OBJECTIVE 1:
Reproduce the rows under Saved entries below word for word, all of them.

TEXT SECTION:
We were supposed to go out in Frenchman's bay but it was too windy and the bay was too choppy so we got in a van and went to the other side of the island. We had two guides, one of them was a younger guy that was pretty cool, the other one was this older guy that looked like Don Rickles that was an annoying motormouth. He had a joke for every occasion and just wouldn't shut up. We put the kayaks in the water, we had a tandem kayak, I was in the back and bedder-½ was in the front. One thing I didn't know about sea kayaks is that you actually steer them with these foot petals that control the rudder. It wasn't too hard to get the hang of, and it was pretty much impossible to do something like flip the kayak (the water temperature was around 48 degrees) unless you were a real idiot. We cruised around looking at islands and swooping in close to get a closer look at things, urchins or sea stars or birds, etc. The only thing was our motormouth guide who just wouldn't shut up. Bedder-½ and I would try to go off ahead but he kept telling us to wait. Not like we were exerting ourselves or anything, we would just get on a steady clip and look back and we were way ahead of everyone. I think we went about five miles around the island to another cove. We got around once to "stretch our legs,". . . bedder-½ and I poked around in tidepools and saw all sorts of neat stuff including a sea cucumber and little eels. When we got to our destination the van wasn't there to pick us up so we explored this inlet that got narrower and muddier. It started to rain . . . the sound of rain pattering all around us was amazing. After kayaking we changed and had a real nice dinner in Bar Harbor, on a balcony overlooking a park. The temperature was just right. Everything was right. Went back and slept in our cozy tent.
      The next morning we did the "beehive" . . . this hike that goes up this steep ridge. Not sure why they call it the beehive. It's got handrails and stairs and stuff, sees a lot of traffic. But still, the exposure was pretty cool, especially when you look down and see the Sand Beach and the lagoon. After the hike we went to the beach and laid out, though the water was way to cold to swim. Meandered out of the park and back onto the interstate and home.
      Final week in New Hampshire. Gonna back up my writings now and prepare for a new chapter. We even went up to the top of Cadillac mountain at sunset. Pretty exposed and barren for less than two thousand feet, great view. We were hiking around and this old couple in front of us stopped and were hugging, and the woman was crying and she said to me that this guy had just asked her to marry her. That was kind of cool.

(Saved entries)
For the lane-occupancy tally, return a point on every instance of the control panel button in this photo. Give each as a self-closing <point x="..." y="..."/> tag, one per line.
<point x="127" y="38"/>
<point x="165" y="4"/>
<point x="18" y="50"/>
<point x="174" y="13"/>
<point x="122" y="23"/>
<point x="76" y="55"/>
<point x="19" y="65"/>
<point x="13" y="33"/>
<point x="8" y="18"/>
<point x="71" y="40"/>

OBJECTIVE 2:
For each statement, say yes or no to whether the trip account above supports it, and quote the words of the account that decide it: (a) The kayaks were put in the water in Frenchman's bay. (b) The van was waiting at the destination when the kayakers arrived. (c) Dinner in Bar Harbor was on a balcony overlooking a park.

REPLY 1:
For the lane-occupancy tally, return a point on every instance of the control panel button in this photo. Give each as a self-closing <point x="..." y="..."/> tag, one per line.
<point x="127" y="38"/>
<point x="165" y="4"/>
<point x="18" y="50"/>
<point x="174" y="13"/>
<point x="122" y="23"/>
<point x="76" y="55"/>
<point x="19" y="65"/>
<point x="13" y="33"/>
<point x="8" y="18"/>
<point x="71" y="40"/>

REPLY 2:
(a) No: "it was too windy and the bay was too choppy so we got in a van and went to the other side of the island"
(b) No: "When we got to our destination the van wasn't there to pick us up"
(c) Yes: "had a real nice dinner in Bar Harbor, on a balcony overlooking a park"